■ **Work to complete**:
a - Render this sentence from the saddle-lifting forum thread in Spanish: "Building your upper body strength through lifting weights and doing pushups will certainly help."
b - In the saddle-lifting forum thread, recast the paragraph beginning "LOL, you aren't alone." as a short bulleted list that keeps its main facts.
c - Carry on the saddle-lifting forum thread from the end of its final post, in the same style.

* START Excerpt provided *

# Hard to lift the saddle!



## glitterhorse (Mar 20, 2011)

I'm a small girl, and I don't have much muscle lol. My western saddle is really heavy and every time I lift it I like collapse and it takes forever to lift it up to my horse! Any advice? Maybe I just need to do more pushups (;


----------



## equiniphile (Aug 16, 2009)

Lol. I'm stronger than most of the guys at my school because of barn work. Start stacking hay for your barn, etc, barn work majorly builds muscle! For now, you could use a mounting block, or teach your horse to lay down to put the saddle on :lol:


----------



## smrobs (Jul 30, 2008)

LOL, you aren't alone. I spent a lot of years when I wasn't strong enough to effectively handle my own saddle. Building your upper body strength through lifting weights and doing pushups will certainly help. Also, you might consider getting a lighter weight saddle. I know that roping or ranch style saddles usually weigh 40lbs+, but other saddles like barrel and trail saddles can sometimes weigh as little at 20-25.

The thing that helped me the most though, was figuring out how to use my momentum and centrifugal force to help me get it up there. Of course, each person has to find their own position and hand hold that is most comfortable for them.




 
And I don't have any video of me, but I do have a couple pictures taken at just the right time. As you can see, this is very similar to the video except I use the roll of the cantle as my right handhold and instead of having my left hand in the middle of the gullet, I have it on the skirt of the saddle just below the swell.


----------



## bsms (Dec 31, 2010)

^^^ The first time I tried to buck hay, I worked my tail off and was exhausted in minutes. Finally the guy I was working with showed me how to use my leg, swing the bale, etc. No way I could continue lifting 100 lb bales up into the air.

* END Excerpt provided *
* START Given entries *

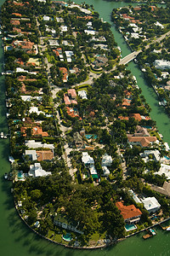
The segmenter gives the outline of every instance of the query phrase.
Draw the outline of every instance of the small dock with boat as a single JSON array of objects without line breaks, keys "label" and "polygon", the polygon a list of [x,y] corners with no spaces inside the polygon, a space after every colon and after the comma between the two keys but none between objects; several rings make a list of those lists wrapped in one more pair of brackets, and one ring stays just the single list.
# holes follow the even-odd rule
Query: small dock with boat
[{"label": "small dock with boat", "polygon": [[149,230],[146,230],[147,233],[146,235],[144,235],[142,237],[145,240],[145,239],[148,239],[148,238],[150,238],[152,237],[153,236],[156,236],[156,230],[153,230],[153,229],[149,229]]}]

* END Given entries *

■ **Answers given**:
a - Desarrollar la fuerza de la parte superior del cuerpo levantando pesas y haciendo flexiones sin duda ayudará.

b -
- The poster spent many years without the strength to handle their own saddle.
- Lifting weights and doing pushups to build upper body strength will help.
- A lighter saddle is another option.
- Roping or ranch saddles usually weigh 40 lbs or more, while barrel and trail saddles can sometimes weigh as little as 20–25 lbs.

c -
If the horse has been trained for it, and most seem to be, you don't have to lift the saddle onto their back. You can kind of arc it down and swing it up an over, throwing it up and over. The way I've seen it, they will hold the front and sling it on. You could practice slinging it over a 5' corral panel to work your technique without freaking your horse.


----------



## luvs2ride1979 (Nov 9, 2007)

I always use the horn and grip the back of the seat (cheyenne roll) and lift/swing the saddles up there. That's how I teach my kids.

If you continue to have trouble, you might consider a quality synthetic saddle like an Abetta, Fabtron, or Big Horn. My Abetta weighs about 15 lbs with the cinch attached. LOVE IT! ;-)


----------



## CCH (Jan 23, 2011)

Have you tried putting it on from the right side? That way, you can put the left stirrup over the horn and not have to worry about getting the cinches & breast collar over the horse. Plus if you are right handed, your dominant arm will bear the heavier end and do most of the pushing/lifting.

As others suggested, get a swinging motion going and throw your knee into it. It is hard to do when you're short and your horse is taller. Once you get the hang of it and build a little muscle, you will be able to toss a saddle like it weighs nothing.


----------



## Poseidon (Oct 1, 2010)

It's weird, but if you just carry your saddle around for a few minutes daily (if possible), you'll build muscle. I noticed a huge difference in how much my saddle weighed after lugging around old, heavy saddles at camp and then after carrying mine up and down the stairs to get to my apartment. So much easier to swing it up onto a horse now. 

And I agree with the hay: If you can move little bales of hay or even a few flakes at a time to feed or something, you'll notice improvement. I have a developed a decent amount of muscle since I started doing barn chores to pay for my boarding.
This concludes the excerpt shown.